- Task brief -
Recast all of the rows below as a Markdown table with the columns Line No. and Text, numbering each line in sequence and omitting blank lines.

(Location labeling records)
⟨

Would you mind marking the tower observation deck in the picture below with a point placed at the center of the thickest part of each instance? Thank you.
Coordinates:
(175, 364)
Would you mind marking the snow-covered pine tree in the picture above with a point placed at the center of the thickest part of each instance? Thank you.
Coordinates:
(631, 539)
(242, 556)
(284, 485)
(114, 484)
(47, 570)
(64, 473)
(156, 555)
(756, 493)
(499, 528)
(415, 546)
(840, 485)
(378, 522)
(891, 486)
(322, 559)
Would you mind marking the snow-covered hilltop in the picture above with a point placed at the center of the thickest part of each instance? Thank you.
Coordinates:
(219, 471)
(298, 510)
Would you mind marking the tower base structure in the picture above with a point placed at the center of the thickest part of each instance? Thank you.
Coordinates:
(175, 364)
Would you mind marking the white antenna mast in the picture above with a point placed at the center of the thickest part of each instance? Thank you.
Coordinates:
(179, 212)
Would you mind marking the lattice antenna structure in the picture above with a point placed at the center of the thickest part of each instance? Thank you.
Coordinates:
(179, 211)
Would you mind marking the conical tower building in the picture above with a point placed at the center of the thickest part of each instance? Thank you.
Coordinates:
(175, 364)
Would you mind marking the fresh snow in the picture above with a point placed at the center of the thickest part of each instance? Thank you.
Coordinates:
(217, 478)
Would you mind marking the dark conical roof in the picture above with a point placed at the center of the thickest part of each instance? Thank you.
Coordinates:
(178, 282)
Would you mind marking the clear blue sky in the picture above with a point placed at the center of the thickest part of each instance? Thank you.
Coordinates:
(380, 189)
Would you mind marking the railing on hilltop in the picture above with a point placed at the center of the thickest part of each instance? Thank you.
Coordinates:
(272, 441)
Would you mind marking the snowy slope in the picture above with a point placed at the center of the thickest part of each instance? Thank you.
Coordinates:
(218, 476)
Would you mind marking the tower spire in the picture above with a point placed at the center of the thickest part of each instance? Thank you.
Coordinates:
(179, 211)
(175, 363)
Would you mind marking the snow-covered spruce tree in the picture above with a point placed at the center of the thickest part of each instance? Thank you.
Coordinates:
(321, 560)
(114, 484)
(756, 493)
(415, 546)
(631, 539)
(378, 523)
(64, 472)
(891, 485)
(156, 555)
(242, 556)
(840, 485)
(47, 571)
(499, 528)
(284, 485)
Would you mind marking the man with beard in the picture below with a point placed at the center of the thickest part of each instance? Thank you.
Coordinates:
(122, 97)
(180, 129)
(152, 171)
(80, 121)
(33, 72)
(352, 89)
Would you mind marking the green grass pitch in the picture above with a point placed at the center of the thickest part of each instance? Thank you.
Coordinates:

⟩

- Completed task -
| Line No. | Text |
|---|---|
| 1 | Would you mind marking the tower observation deck in the picture below with a point placed at the center of the thickest part of each instance? Thank you. |
| 2 | Coordinates: |
| 3 | (175, 364) |
| 4 | Would you mind marking the snow-covered pine tree in the picture above with a point placed at the center of the thickest part of each instance? Thank you. |
| 5 | Coordinates: |
| 6 | (631, 539) |
| 7 | (242, 556) |
| 8 | (284, 485) |
| 9 | (114, 484) |
| 10 | (47, 570) |
| 11 | (64, 473) |
| 12 | (156, 555) |
| 13 | (756, 493) |
| 14 | (499, 528) |
| 15 | (415, 546) |
| 16 | (840, 485) |
| 17 | (378, 522) |
| 18 | (891, 486) |
| 19 | (322, 559) |
| 20 | Would you mind marking the snow-covered hilltop in the picture above with a point placed at the center of the thickest part of each instance? Thank you. |
| 21 | Coordinates: |
| 22 | (219, 471) |
| 23 | (298, 510) |
| 24 | Would you mind marking the tower base structure in the picture above with a point placed at the center of the thickest part of each instance? Thank you. |
| 25 | Coordinates: |
| 26 | (175, 364) |
| 27 | Would you mind marking the white antenna mast in the picture above with a point placed at the center of the thickest part of each instance? Thank you. |
| 28 | Coordinates: |
| 29 | (179, 212) |
| 30 | Would you mind marking the lattice antenna structure in the picture above with a point placed at the center of the thickest part of each instance? Thank you. |
| 31 | Coordinates: |
| 32 | (179, 211) |
| 33 | Would you mind marking the conical tower building in the picture above with a point placed at the center of the thickest part of each instance? Thank you. |
| 34 | Coordinates: |
| 35 | (175, 364) |
| 36 | Would you mind marking the fresh snow in the picture above with a point placed at the center of the thickest part of each instance? Thank you. |
| 37 | Coordinates: |
| 38 | (217, 478) |
| 39 | Would you mind marking the dark conical roof in the picture above with a point placed at the center of the thickest part of each instance? Thank you. |
| 40 | Coordinates: |
| 41 | (178, 282) |
| 42 | Would you mind marking the clear blue sky in the picture above with a point placed at the center of the thickest part of each instance? Thank you. |
| 43 | Coordinates: |
| 44 | (380, 189) |
| 45 | Would you mind marking the railing on hilltop in the picture above with a point placed at the center of the thickest part of each instance? Thank you. |
| 46 | Coordinates: |
| 47 | (272, 441) |
| 48 | Would you mind marking the snowy slope in the picture above with a point placed at the center of the thickest part of each instance? Thank you. |
| 49 | Coordinates: |
| 50 | (218, 476) |
| 51 | Would you mind marking the tower spire in the picture above with a point placed at the center of the thickest part of each instance? Thank you. |
| 52 | Coordinates: |
| 53 | (179, 211) |
| 54 | (175, 363) |
| 55 | Would you mind marking the snow-covered spruce tree in the picture above with a point placed at the center of the thickest part of each instance? Thank you. |
| 56 | Coordinates: |
| 57 | (321, 560) |
| 58 | (114, 484) |
| 59 | (756, 493) |
| 60 | (415, 546) |
| 61 | (631, 539) |
| 62 | (378, 523) |
| 63 | (64, 472) |
| 64 | (891, 485) |
| 65 | (156, 555) |
| 66 | (242, 556) |
| 67 | (840, 485) |
| 68 | (47, 571) |
| 69 | (499, 528) |
| 70 | (284, 485) |
| 71 | Would you mind marking the man with beard in the picture below with a point placed at the center of the thickest part of each instance? Thank you. |
| 72 | Coordinates: |
| 73 | (122, 97) |
| 74 | (180, 129) |
| 75 | (152, 171) |
| 76 | (80, 121) |
| 77 | (33, 72) |
| 78 | (352, 89) |
| 79 | Would you mind marking the green grass pitch in the picture above with a point placed at the center of the thickest part of each instance? Thank you. |
| 80 | Coordinates: |